Em algumas partes do sistema costeiro ainda são visíveis os efeitos do tsunami e estudar os sedimentos permite perceber o período de retorno entre tsunamis, o que ajuda a estabelecer qual a sua periodicidade.
Os depósitos de sedimentos na costa portuguesa são dos mais complexos já estudados: há blocos de pedra do tamanho de carros que foram arrastados centenas de metros para terra, acabando por ficar vários metros acima da sua cota de origem, referiu.
Na areia também ficou gravado o "filme dos acontecimentos" do tsunami de 1755, revelado por técnicas como a tomografia axial computorizada (TAC), também usada para exames médicos, a que são sujeitas as amostras.
As areias de terra, arrastadas pelas marés que avançaram com o tsunami e depois retrocederam, permitem perceber até onde chegaram, contando "a história da vida de cada grão".
Pedro Costa referiu que o estudo deste tema deu um salto decisivo com o tsunami de 2004 no oceano Índico, que matou milhares de pessoas.
"Houve muito mais dinheiro, não para Portugal, e as técnicas avançaram muito, foi um salto qualitativo extraordinário", salientou.
A organização é da Universidade de Lisboa e do Instituto Dom Luiz, que esperam 75 investigadores de 18 países, com especialidades que vão da geologia à matemática e física, e ainda membros da proteção civil.

(Enunciado do exercício): No texto sobre os tsunamis, que técnica, também usada em exames médicos, revela o "filme dos acontecimentos" do tsunami de 1755?

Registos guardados
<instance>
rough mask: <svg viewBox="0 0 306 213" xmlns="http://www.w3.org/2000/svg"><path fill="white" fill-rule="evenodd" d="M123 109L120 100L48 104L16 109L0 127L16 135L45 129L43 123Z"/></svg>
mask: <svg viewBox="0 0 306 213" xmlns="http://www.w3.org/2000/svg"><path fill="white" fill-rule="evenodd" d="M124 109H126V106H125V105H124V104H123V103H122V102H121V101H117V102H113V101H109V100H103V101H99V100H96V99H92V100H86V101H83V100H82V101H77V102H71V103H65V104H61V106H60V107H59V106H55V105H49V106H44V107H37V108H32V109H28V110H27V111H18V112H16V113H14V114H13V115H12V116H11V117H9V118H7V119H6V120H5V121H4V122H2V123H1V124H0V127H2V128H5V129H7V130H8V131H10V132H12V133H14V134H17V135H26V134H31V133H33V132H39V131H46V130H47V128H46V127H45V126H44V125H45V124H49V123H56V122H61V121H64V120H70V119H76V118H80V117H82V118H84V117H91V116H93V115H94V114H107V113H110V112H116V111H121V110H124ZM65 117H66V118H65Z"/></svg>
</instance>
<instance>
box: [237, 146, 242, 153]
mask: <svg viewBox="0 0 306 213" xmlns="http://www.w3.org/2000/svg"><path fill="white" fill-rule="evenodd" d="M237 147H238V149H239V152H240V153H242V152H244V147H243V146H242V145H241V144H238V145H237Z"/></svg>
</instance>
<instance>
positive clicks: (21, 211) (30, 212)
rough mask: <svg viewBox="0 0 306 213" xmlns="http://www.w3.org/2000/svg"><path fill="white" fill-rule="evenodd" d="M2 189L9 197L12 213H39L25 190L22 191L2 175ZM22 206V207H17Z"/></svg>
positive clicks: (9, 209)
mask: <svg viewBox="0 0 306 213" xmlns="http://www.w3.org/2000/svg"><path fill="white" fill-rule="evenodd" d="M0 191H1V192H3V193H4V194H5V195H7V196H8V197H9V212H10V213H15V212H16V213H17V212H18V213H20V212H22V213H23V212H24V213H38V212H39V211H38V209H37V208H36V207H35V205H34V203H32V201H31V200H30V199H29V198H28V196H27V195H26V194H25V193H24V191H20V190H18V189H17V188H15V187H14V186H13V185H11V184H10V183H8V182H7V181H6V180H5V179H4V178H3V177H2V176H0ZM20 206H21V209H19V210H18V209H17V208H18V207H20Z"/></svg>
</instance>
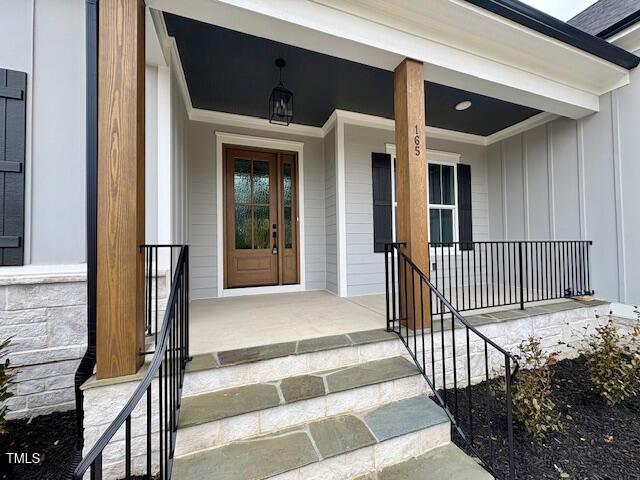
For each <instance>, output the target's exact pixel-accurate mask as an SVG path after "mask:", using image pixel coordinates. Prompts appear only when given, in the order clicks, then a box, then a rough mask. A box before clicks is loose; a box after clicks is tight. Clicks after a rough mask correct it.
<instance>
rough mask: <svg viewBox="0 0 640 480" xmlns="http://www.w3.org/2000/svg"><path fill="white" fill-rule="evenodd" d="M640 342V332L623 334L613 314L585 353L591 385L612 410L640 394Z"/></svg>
mask: <svg viewBox="0 0 640 480" xmlns="http://www.w3.org/2000/svg"><path fill="white" fill-rule="evenodd" d="M639 339H640V329H638V328H637V327H636V328H634V329H633V330H632V332H631V333H629V334H627V335H621V334H620V332H619V331H618V327H617V326H616V325H615V323H614V321H613V318H612V316H611V315H609V320H608V321H607V323H606V324H605V325H603V326H601V327H598V328H597V329H596V333H594V334H593V335H592V336H591V338H590V340H589V344H588V346H587V347H586V348H585V350H584V351H583V352H582V353H583V355H584V356H585V359H586V362H585V365H586V367H587V372H588V374H589V378H590V379H591V382H592V383H593V385H594V386H595V388H596V390H598V392H599V393H600V395H601V396H602V399H603V400H604V402H605V403H606V404H607V405H609V406H611V407H612V406H614V405H616V404H617V403H619V402H621V401H623V400H624V399H626V398H629V397H632V396H634V395H638V394H639V393H640V350H639V349H638V340H639Z"/></svg>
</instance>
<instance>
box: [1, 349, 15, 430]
mask: <svg viewBox="0 0 640 480" xmlns="http://www.w3.org/2000/svg"><path fill="white" fill-rule="evenodd" d="M9 343H10V340H9V339H7V340H5V341H3V342H0V434H4V433H6V428H5V425H6V419H5V417H6V415H7V411H8V408H7V406H6V404H5V402H6V401H7V400H8V399H10V398H11V397H13V393H11V392H10V391H9V387H10V386H11V384H13V379H14V372H13V371H12V370H11V369H10V368H9V359H8V358H5V357H6V356H7V349H8V348H9Z"/></svg>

(Resolução do exercício): A tomografia axial computorizada (TAC).